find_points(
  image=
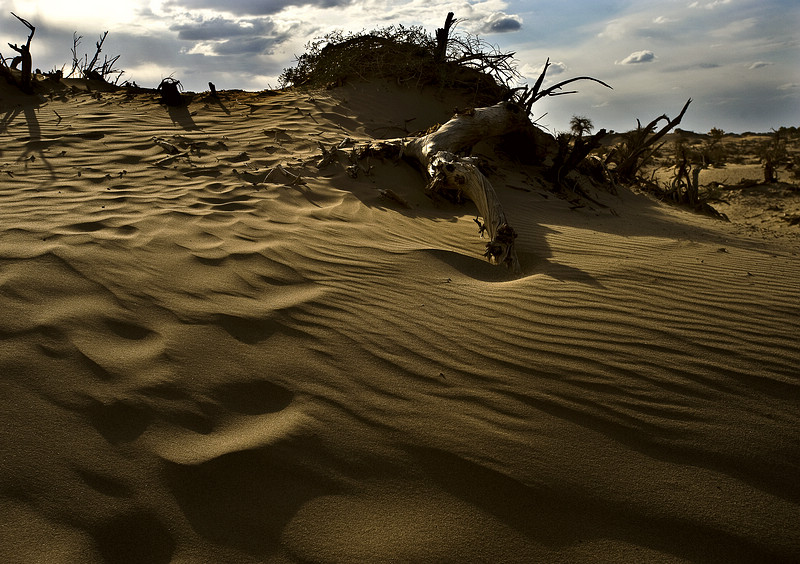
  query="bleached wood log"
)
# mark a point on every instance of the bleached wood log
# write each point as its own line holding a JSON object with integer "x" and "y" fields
{"x": 459, "y": 176}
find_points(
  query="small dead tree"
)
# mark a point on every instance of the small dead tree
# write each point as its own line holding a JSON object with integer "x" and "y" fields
{"x": 457, "y": 177}
{"x": 572, "y": 150}
{"x": 82, "y": 66}
{"x": 773, "y": 153}
{"x": 442, "y": 36}
{"x": 637, "y": 148}
{"x": 24, "y": 58}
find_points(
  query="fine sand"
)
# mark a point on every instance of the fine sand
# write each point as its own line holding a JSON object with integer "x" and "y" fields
{"x": 224, "y": 354}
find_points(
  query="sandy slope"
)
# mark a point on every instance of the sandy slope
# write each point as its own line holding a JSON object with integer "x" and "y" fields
{"x": 202, "y": 360}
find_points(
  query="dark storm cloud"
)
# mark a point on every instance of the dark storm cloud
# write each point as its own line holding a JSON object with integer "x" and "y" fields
{"x": 252, "y": 7}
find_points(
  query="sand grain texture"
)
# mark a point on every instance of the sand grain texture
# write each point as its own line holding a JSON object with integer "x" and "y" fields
{"x": 204, "y": 358}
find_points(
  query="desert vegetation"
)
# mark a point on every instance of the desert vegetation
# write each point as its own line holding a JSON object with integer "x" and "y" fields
{"x": 657, "y": 158}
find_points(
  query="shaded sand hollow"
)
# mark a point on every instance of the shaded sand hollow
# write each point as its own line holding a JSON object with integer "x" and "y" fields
{"x": 203, "y": 359}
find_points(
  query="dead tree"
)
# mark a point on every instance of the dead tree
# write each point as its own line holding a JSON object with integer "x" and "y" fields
{"x": 442, "y": 37}
{"x": 24, "y": 57}
{"x": 453, "y": 174}
{"x": 571, "y": 151}
{"x": 638, "y": 146}
{"x": 459, "y": 177}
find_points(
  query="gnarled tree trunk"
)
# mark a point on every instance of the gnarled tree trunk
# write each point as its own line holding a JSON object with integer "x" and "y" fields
{"x": 458, "y": 177}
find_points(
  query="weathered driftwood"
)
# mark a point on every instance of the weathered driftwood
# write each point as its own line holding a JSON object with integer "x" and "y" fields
{"x": 638, "y": 147}
{"x": 459, "y": 177}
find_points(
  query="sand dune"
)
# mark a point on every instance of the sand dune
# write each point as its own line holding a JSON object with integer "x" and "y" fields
{"x": 212, "y": 351}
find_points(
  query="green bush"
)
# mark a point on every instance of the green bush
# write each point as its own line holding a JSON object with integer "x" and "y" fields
{"x": 404, "y": 54}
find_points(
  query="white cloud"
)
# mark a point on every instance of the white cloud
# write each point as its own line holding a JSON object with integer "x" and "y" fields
{"x": 638, "y": 57}
{"x": 500, "y": 22}
{"x": 709, "y": 5}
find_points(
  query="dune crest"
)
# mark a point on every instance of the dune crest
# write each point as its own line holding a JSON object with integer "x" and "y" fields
{"x": 213, "y": 351}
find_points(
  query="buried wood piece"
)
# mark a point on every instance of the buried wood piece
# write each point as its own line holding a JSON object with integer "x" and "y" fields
{"x": 458, "y": 177}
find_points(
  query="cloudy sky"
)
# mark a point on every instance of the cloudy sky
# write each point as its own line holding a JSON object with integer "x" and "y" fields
{"x": 739, "y": 60}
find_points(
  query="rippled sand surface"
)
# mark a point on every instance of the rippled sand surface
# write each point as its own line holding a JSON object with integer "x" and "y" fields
{"x": 213, "y": 351}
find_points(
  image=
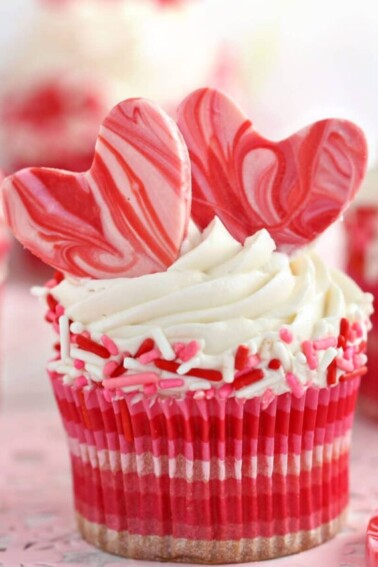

WHAT IS REQUIRED ▸ Please return only the lines from the top of the data through the line with "# mark a point on every instance of the dark", exactly as written, and drop every picture.

RESPONSE AREA ▸
find_points(
  image=
  query="bleached wood log"
)
# mark a point on every instance of the bleached wood log
# write each point as its own line holding a JSON object with integer "x" and "y" fields
{"x": 459, "y": 176}
find_points(
  query="small dead tree"
)
# mark a point on every instance of the small dead tree
# write each point as its own line holding a JSON object with integer "x" and "y" fields
{"x": 457, "y": 177}
{"x": 572, "y": 150}
{"x": 82, "y": 66}
{"x": 773, "y": 153}
{"x": 442, "y": 36}
{"x": 637, "y": 148}
{"x": 24, "y": 58}
find_points(
  query="fine sand"
)
# mark a point on every instance of the fine sand
# write each point as its own line holding a JSON object with integer "x" and "y" fields
{"x": 224, "y": 354}
find_points(
  query="sandy slope"
)
# mark a point on every instance of the sandy slope
# write each point as its own line holding a JSON object with integer "x" and "y" fields
{"x": 202, "y": 360}
find_points(
  query="dark storm cloud"
)
# mark a point on every instance of the dark storm cloud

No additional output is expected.